■ Written problem
Could you scale the part of the items that opens with the line containing "Highlight the hazy" and closes with the line containing "[37,94,137,153]", writing out every line in it, the text lines too, with each box coordinate multiplied by 0.4 and rounded to a whole number, halves going up? Return only those lines.

■ Exercise data

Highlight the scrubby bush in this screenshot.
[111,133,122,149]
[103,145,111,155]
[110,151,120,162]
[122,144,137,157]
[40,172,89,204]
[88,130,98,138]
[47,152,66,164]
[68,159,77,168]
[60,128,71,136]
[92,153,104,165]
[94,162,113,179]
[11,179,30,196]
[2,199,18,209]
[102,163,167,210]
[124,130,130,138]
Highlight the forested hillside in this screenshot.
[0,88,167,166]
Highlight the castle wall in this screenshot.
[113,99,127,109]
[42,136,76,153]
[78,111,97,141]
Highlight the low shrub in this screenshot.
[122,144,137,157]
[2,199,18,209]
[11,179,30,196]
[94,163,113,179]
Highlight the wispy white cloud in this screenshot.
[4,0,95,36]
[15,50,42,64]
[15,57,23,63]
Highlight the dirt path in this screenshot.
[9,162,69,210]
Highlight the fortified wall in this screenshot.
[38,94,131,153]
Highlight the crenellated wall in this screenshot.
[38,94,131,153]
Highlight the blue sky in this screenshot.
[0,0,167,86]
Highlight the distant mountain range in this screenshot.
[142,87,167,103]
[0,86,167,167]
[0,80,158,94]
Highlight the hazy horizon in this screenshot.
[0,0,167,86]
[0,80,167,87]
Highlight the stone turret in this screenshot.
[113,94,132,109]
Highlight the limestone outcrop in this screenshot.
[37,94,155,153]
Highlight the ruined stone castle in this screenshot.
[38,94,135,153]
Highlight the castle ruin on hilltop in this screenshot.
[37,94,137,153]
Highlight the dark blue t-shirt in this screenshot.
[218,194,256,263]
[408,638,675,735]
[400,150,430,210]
==
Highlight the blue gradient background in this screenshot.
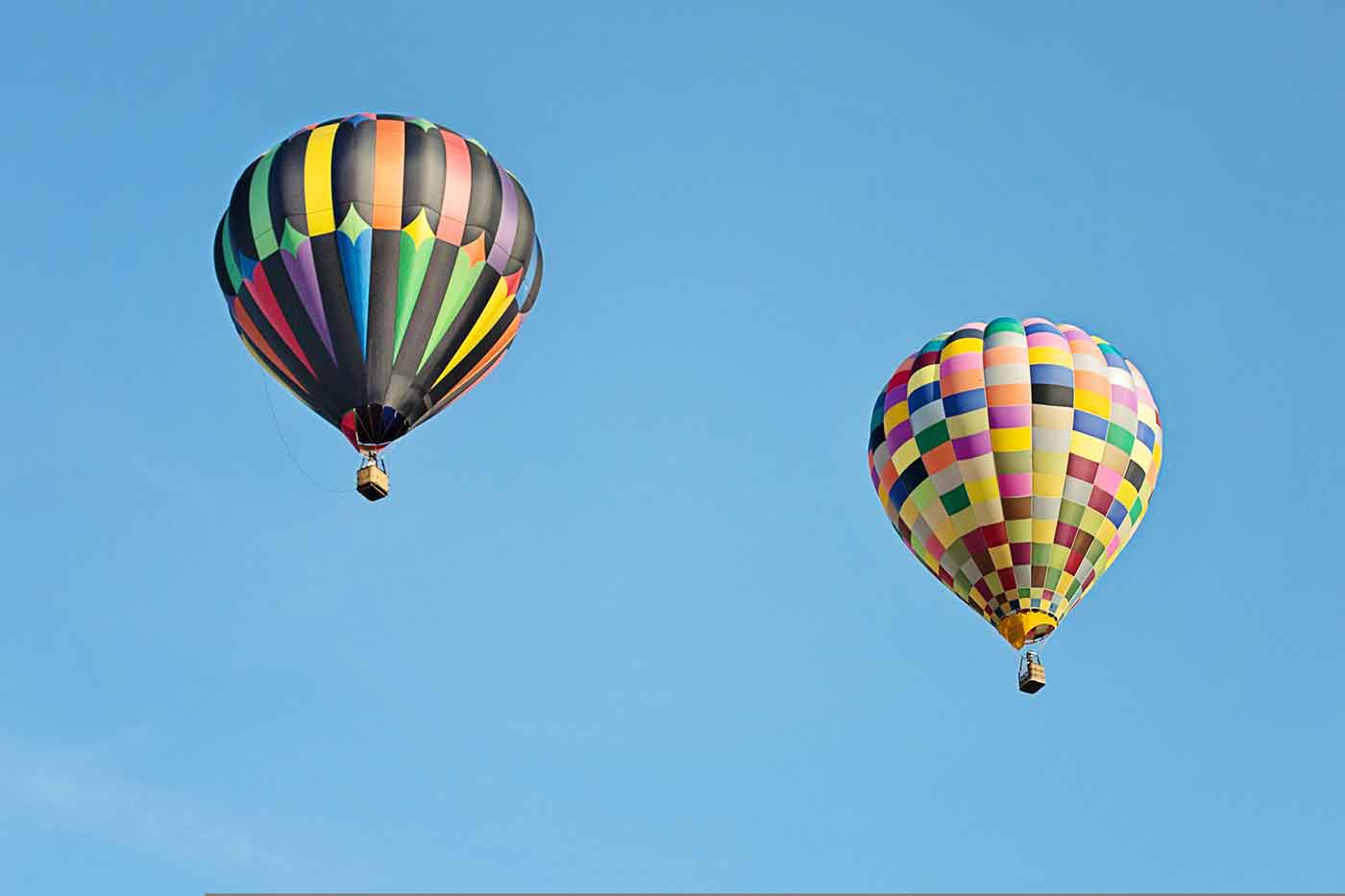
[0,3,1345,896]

■ Exercise solution
Highlight the hazy horizon in this screenshot.
[0,0,67,34]
[0,32,67,35]
Highlight the stone turret in this screenshot.
[45,38,53,44]
Highlight the limestone outcrop in this screenshot.
[15,38,62,61]
Highlight the ruined stone castle in this screenshot.
[15,38,54,61]
Highlight the castle ruin on hilltop in this screenshot.
[15,38,55,61]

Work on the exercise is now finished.